## TASK OBJECTIVE
Write out, as an exact transcription, the line that has "Keypoint placement: for each instance of the cap" and each line after it through the end of the data below.

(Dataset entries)
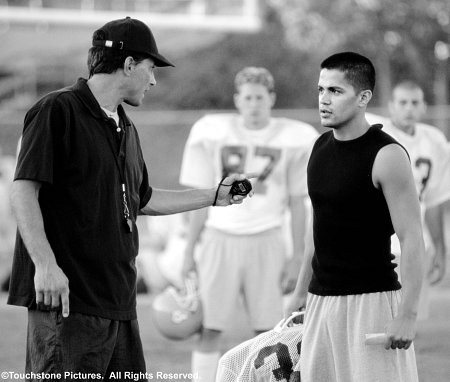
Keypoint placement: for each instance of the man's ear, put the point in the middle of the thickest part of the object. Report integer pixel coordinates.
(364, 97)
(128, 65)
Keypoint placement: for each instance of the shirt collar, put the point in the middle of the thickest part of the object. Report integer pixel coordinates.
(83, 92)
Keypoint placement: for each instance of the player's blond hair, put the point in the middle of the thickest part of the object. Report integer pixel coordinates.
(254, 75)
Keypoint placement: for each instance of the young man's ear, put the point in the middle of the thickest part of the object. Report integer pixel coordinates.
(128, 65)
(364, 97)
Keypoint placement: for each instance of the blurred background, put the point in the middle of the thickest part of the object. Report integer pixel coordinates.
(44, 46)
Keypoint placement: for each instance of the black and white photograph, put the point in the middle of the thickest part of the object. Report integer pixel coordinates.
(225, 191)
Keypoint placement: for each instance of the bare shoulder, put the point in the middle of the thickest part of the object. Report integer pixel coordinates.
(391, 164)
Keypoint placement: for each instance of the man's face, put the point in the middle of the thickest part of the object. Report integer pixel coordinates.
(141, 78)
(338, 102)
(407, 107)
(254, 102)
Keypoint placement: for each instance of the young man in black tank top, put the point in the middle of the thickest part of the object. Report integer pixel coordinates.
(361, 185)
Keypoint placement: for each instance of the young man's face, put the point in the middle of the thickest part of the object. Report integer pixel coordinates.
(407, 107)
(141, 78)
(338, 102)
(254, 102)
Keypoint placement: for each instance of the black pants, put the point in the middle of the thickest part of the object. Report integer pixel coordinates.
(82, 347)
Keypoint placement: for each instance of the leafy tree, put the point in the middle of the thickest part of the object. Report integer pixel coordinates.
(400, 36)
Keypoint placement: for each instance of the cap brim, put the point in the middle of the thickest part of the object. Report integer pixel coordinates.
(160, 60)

## TASK ANSWER
Keypoint placement: for each instance of the cap brim, put the point in the middle of the thickest part of the object. Report integer pixel coordinates.
(160, 60)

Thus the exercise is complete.